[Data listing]

....................

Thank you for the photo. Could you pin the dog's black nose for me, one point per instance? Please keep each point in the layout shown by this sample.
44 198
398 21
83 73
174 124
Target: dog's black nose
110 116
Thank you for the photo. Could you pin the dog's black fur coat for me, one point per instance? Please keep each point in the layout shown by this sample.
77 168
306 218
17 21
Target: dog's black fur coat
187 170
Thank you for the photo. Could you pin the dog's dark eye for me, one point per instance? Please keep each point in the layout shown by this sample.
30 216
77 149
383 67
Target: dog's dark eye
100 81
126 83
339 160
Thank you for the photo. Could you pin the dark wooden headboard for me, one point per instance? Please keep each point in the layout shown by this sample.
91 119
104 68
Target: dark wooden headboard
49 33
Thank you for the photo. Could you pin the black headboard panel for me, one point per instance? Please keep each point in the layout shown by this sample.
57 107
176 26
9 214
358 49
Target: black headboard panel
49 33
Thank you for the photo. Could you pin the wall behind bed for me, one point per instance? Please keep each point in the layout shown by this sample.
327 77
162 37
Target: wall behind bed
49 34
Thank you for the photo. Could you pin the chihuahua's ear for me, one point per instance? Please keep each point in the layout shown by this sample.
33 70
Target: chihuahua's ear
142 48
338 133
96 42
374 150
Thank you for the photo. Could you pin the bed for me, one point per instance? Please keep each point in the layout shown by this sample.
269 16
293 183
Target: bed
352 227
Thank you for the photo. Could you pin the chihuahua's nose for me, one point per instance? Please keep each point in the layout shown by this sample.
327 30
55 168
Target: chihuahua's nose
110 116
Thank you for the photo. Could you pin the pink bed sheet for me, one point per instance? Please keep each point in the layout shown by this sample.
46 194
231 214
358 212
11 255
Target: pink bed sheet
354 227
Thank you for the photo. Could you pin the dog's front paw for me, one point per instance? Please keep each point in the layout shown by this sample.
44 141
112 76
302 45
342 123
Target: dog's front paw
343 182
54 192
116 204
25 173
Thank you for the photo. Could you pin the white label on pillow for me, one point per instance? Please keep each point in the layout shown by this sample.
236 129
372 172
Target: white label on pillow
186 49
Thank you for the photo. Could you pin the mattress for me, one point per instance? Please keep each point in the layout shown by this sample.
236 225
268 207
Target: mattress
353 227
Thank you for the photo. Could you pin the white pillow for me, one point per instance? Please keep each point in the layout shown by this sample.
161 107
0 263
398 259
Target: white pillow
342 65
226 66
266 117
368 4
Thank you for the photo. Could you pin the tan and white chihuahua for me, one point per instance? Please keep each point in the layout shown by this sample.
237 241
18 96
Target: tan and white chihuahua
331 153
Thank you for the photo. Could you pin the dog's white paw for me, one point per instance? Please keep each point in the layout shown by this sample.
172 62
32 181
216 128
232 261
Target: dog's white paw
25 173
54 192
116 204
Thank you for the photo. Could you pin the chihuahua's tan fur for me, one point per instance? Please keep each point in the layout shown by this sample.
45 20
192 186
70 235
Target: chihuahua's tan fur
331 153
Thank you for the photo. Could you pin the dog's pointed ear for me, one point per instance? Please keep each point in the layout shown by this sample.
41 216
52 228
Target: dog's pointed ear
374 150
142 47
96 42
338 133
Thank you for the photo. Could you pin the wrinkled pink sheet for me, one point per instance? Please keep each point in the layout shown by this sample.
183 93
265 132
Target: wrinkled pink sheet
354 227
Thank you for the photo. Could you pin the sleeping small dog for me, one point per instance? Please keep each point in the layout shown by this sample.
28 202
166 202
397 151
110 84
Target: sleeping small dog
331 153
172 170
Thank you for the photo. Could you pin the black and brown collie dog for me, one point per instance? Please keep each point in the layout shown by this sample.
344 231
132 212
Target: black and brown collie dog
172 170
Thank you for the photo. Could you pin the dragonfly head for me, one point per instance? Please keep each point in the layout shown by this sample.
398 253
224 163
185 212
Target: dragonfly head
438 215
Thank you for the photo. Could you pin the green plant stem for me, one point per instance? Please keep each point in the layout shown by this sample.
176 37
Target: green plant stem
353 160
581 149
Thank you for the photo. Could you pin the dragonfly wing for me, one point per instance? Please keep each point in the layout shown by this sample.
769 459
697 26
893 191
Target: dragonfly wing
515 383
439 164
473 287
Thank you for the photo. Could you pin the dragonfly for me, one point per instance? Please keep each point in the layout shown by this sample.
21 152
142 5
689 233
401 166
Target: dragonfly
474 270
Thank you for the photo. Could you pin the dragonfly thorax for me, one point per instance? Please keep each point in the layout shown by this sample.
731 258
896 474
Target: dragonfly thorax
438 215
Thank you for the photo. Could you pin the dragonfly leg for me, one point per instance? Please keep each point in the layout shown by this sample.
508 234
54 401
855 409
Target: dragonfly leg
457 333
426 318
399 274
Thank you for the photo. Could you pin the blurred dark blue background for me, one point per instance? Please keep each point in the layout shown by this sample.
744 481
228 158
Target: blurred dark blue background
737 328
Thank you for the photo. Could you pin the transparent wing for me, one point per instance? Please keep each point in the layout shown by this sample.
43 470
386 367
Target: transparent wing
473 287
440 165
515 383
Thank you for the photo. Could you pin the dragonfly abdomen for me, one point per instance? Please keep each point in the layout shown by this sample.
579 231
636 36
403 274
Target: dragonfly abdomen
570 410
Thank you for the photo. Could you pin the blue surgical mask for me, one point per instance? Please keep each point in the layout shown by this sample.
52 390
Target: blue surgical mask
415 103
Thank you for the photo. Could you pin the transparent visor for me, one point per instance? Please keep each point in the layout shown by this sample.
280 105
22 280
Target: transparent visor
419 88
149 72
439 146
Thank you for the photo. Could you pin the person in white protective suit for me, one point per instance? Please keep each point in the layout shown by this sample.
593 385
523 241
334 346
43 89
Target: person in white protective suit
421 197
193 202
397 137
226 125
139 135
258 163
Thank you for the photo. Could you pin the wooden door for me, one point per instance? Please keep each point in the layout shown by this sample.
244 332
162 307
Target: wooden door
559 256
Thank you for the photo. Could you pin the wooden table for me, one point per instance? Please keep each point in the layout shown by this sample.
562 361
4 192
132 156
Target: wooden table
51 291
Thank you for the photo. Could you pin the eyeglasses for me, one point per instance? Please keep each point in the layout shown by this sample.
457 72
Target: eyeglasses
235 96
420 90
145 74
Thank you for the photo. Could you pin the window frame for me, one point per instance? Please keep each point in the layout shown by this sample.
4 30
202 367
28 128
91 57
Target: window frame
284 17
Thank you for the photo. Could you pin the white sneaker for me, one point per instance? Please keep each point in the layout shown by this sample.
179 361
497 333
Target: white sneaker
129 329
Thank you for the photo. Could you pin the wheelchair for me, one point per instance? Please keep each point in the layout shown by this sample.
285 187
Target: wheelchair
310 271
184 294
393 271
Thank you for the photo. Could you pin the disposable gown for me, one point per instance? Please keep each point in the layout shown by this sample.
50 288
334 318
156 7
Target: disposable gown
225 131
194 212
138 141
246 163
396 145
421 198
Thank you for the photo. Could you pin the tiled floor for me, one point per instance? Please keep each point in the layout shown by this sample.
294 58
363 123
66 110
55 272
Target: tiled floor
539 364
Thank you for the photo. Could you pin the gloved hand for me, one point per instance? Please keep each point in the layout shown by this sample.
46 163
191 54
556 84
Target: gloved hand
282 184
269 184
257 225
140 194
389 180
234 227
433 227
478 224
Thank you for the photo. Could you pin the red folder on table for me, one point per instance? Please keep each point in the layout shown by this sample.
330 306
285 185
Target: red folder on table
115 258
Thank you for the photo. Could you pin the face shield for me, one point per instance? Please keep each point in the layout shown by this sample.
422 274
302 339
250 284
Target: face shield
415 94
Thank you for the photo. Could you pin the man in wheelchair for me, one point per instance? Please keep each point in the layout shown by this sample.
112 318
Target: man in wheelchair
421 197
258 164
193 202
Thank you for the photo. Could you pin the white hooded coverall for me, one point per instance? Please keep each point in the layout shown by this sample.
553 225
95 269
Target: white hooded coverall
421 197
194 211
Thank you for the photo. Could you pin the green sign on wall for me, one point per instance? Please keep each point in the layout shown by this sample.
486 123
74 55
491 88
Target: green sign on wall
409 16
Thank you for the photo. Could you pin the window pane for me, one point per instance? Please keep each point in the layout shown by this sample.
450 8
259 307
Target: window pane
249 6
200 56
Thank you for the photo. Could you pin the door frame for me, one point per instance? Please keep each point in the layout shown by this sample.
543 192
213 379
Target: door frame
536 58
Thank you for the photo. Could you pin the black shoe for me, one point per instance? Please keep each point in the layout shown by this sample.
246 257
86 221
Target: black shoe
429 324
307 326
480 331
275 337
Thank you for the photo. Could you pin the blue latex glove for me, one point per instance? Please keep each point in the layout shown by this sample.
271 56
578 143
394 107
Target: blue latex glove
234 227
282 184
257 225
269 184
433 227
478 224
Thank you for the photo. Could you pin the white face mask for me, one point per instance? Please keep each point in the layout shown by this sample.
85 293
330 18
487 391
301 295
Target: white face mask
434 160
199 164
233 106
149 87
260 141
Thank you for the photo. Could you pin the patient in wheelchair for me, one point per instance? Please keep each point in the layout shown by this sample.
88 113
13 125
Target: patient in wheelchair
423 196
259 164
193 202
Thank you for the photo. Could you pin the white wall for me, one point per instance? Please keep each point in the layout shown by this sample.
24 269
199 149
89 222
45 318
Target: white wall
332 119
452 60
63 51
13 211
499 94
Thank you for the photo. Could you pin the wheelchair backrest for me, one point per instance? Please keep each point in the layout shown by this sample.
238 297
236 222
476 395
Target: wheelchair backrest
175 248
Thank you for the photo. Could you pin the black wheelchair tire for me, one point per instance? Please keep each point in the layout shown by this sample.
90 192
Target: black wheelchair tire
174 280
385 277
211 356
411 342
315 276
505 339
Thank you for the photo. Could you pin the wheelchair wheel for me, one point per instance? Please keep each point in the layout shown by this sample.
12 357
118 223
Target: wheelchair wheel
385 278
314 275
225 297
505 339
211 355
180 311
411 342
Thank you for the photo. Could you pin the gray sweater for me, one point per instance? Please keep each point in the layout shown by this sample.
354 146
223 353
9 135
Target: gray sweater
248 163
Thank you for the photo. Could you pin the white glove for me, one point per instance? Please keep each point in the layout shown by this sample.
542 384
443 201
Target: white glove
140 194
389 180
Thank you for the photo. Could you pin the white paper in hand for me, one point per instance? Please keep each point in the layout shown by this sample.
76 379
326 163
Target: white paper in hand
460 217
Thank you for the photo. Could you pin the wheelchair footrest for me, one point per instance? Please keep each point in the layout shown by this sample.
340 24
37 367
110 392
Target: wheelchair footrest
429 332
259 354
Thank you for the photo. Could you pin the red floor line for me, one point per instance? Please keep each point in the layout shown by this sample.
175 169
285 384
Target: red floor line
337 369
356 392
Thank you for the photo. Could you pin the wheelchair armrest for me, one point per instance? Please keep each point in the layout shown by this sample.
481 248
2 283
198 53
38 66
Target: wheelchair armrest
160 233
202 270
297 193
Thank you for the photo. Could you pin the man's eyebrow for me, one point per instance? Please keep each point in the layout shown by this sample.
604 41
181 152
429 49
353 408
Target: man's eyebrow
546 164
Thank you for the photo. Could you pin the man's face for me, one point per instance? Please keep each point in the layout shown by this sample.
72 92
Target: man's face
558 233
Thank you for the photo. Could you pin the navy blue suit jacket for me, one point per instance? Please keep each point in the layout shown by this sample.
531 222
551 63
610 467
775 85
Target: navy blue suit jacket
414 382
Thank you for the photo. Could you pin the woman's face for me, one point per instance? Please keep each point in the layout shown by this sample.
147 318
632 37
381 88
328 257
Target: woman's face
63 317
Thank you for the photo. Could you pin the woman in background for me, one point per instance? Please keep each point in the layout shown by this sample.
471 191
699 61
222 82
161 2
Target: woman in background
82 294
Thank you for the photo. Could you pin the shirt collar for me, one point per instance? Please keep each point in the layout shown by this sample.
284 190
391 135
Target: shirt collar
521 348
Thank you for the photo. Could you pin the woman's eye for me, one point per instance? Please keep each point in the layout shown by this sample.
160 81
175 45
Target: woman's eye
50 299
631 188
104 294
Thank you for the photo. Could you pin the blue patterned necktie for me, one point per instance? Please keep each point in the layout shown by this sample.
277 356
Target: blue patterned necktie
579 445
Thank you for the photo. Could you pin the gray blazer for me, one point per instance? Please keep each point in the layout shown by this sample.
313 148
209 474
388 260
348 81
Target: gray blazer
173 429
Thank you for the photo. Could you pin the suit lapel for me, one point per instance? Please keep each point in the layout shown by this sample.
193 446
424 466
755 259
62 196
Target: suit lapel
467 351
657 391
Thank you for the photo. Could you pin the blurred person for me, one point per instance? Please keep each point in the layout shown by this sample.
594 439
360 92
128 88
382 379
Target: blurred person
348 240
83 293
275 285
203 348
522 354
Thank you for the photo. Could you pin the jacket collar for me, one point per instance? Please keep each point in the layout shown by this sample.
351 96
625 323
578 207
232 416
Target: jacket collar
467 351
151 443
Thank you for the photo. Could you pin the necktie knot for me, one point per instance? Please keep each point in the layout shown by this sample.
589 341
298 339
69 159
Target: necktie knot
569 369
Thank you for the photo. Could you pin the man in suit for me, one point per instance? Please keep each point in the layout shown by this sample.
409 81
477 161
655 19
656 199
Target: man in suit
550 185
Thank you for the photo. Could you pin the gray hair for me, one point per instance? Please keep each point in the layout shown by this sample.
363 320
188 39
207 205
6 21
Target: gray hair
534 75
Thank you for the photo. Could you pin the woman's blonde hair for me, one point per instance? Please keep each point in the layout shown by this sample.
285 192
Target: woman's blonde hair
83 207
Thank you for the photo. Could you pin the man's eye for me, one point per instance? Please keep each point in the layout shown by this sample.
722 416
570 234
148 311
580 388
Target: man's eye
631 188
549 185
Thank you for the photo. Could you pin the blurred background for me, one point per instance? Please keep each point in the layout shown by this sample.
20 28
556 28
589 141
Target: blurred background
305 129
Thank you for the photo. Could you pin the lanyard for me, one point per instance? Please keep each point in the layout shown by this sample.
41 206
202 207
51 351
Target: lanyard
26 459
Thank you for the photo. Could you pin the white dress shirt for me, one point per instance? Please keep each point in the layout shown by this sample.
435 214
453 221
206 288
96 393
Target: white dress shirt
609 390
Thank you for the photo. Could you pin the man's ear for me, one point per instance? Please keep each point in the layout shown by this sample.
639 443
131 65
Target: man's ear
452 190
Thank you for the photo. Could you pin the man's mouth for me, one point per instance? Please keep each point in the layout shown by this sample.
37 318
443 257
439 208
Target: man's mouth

....................

▶ [Problem]: Give the lines exactly as they stand, from the line with "Thank you for the photo. Could you pin the white dress" through the end of the material.

▶ [Full output]:
Thank you for the photo. Could you pin the white dress shirt for me, one point per instance? Please keep each point in the layout shown by this sample.
435 214
453 221
206 288
96 393
Target: white dress shirt
609 390
Thank you for the photo. Could you pin the man's ear for me, one point per instance? Please keep each point in the layout shown by this sample.
639 443
131 65
Target: man's ear
452 190
Thank you for the photo. Could you pin the man's mouth for me, one point per instance? Please keep each point in the layout shown by this sample.
37 318
443 257
439 208
Target: man's mouth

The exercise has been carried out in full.